▸ **WORK REQUIRED**
Render every line of the records below as a Markdown table with a Row column for the line number and an Entry column for the line's text. Leave out blank lines.

□ □ □ □ □ □ □

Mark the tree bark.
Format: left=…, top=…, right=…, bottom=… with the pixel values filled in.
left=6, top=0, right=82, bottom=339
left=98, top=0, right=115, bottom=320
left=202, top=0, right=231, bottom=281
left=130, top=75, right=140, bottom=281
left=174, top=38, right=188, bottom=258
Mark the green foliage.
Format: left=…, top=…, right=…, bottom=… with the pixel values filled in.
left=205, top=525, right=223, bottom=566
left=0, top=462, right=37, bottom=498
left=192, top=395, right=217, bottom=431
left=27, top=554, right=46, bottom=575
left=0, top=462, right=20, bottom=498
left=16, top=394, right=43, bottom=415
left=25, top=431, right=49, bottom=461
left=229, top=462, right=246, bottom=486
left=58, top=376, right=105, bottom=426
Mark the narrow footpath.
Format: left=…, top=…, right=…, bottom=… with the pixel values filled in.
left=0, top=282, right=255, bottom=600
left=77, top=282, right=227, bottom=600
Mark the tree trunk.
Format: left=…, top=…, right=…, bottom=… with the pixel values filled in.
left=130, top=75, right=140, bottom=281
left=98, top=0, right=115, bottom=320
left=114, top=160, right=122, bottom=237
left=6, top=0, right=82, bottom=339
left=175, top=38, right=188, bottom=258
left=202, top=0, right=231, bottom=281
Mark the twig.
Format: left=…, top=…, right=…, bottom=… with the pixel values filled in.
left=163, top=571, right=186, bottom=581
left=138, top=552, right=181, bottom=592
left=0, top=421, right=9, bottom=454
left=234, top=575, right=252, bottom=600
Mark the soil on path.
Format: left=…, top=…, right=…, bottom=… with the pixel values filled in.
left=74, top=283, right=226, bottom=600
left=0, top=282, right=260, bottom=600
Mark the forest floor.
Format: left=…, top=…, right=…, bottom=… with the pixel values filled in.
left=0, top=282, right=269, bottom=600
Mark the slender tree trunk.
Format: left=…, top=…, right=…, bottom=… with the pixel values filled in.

□ □ □ □ □ □ □

▸ **EXERCISE RESULT**
| Row | Entry |
|---|---|
| 1 | Mark the tree bark. |
| 2 | Format: left=…, top=…, right=…, bottom=… with the pixel values filled in. |
| 3 | left=6, top=0, right=82, bottom=339 |
| 4 | left=98, top=0, right=115, bottom=320 |
| 5 | left=202, top=0, right=231, bottom=281 |
| 6 | left=130, top=75, right=140, bottom=281 |
| 7 | left=174, top=38, right=188, bottom=258 |
| 8 | Mark the green foliage. |
| 9 | Format: left=…, top=…, right=…, bottom=… with the pixel values filled in. |
| 10 | left=205, top=525, right=223, bottom=566 |
| 11 | left=0, top=462, right=37, bottom=498 |
| 12 | left=192, top=395, right=217, bottom=431 |
| 13 | left=27, top=554, right=46, bottom=575 |
| 14 | left=0, top=462, right=20, bottom=498 |
| 15 | left=16, top=394, right=43, bottom=415 |
| 16 | left=25, top=431, right=49, bottom=461 |
| 17 | left=229, top=462, right=246, bottom=486 |
| 18 | left=58, top=376, right=105, bottom=426 |
| 19 | Mark the narrow footpath. |
| 20 | Format: left=…, top=…, right=…, bottom=… with the pixel values filled in. |
| 21 | left=0, top=282, right=255, bottom=600 |
| 22 | left=77, top=282, right=227, bottom=600 |
| 23 | Mark the tree trunk. |
| 24 | Format: left=…, top=…, right=…, bottom=… with the pixel values filled in. |
| 25 | left=130, top=75, right=140, bottom=281 |
| 26 | left=98, top=0, right=115, bottom=320 |
| 27 | left=114, top=160, right=122, bottom=237 |
| 28 | left=6, top=0, right=82, bottom=339 |
| 29 | left=175, top=38, right=188, bottom=258 |
| 30 | left=202, top=0, right=231, bottom=281 |
| 31 | Mark the twig. |
| 32 | Format: left=…, top=…, right=…, bottom=… with the pixel values filled in. |
| 33 | left=163, top=571, right=186, bottom=581 |
| 34 | left=138, top=552, right=181, bottom=592 |
| 35 | left=0, top=421, right=9, bottom=454 |
| 36 | left=234, top=575, right=252, bottom=600 |
| 37 | Mark the soil on path. |
| 38 | Format: left=…, top=…, right=…, bottom=… with the pixel values filled in. |
| 39 | left=74, top=283, right=226, bottom=600 |
| 40 | left=0, top=282, right=260, bottom=600 |
| 41 | Mark the forest floor. |
| 42 | Format: left=…, top=…, right=…, bottom=… with the pixel values filled in. |
| 43 | left=0, top=282, right=269, bottom=600 |
| 44 | Mark the slender tree trunk. |
| 45 | Format: left=…, top=…, right=…, bottom=… with the pixel values filled in. |